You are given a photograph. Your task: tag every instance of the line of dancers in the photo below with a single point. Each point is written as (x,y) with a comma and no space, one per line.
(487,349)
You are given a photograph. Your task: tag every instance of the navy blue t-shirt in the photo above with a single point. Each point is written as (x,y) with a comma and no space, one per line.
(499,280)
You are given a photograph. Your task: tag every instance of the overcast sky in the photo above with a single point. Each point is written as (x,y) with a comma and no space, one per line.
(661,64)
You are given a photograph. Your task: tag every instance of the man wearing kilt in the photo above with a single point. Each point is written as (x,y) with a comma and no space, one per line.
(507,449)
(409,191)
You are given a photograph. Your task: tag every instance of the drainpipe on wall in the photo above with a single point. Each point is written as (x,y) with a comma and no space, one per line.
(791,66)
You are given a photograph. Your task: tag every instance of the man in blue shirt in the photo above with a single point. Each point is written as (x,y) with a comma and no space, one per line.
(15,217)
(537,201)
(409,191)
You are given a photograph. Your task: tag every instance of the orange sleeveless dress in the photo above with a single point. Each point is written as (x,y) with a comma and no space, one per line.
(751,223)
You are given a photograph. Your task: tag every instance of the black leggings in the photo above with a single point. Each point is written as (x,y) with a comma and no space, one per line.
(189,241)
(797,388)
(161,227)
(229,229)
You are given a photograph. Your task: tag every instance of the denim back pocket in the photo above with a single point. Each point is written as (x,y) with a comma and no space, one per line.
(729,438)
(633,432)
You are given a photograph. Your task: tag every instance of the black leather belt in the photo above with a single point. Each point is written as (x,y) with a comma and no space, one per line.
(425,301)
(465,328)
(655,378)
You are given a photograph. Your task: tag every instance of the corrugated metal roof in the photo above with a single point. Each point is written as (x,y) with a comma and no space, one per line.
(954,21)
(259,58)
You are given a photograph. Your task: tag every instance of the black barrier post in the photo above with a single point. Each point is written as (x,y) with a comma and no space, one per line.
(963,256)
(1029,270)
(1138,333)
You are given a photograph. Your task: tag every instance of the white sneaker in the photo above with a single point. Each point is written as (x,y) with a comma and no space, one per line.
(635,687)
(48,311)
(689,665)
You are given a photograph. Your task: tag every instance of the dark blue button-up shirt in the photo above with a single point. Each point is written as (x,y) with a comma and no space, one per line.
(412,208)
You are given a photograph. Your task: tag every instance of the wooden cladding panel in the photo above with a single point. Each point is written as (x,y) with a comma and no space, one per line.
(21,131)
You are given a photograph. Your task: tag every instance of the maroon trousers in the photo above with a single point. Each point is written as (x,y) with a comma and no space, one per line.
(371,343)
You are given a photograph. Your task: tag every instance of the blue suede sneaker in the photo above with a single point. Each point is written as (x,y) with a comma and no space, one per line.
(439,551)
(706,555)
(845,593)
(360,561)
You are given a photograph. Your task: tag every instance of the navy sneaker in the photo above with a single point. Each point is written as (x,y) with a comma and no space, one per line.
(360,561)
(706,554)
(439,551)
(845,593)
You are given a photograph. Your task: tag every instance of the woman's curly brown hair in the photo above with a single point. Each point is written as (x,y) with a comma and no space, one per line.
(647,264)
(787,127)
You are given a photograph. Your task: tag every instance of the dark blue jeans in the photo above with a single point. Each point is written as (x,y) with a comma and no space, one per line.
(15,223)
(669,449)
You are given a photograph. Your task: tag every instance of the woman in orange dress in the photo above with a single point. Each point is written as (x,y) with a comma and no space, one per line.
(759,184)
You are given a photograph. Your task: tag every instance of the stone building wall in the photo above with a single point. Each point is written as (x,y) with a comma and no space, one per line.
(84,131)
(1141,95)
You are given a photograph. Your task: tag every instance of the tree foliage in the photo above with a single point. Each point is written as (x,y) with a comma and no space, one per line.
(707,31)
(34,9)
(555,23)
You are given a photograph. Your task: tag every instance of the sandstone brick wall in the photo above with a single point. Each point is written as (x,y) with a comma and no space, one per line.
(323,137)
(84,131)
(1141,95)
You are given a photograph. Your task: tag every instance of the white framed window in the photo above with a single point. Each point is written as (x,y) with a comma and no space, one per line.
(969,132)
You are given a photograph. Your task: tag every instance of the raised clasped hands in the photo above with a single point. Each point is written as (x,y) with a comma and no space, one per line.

## Task brief
Reproduce the records verbatim, starting at the line that contains "the white framed" and continuing through the last line of the records, both ends included.

## Answer to the problem
You are given a photograph. Your task: tag every instance of the white framed window in the photo above with a single point. Each point is written as (x,y) with a comma and no space, one per line.
(969,132)
You are given a photograph. Your task: tag every instance of the raised clasped hands in the photo above with a single point. Each point is written as (x,y) with a comma and no space, one per line.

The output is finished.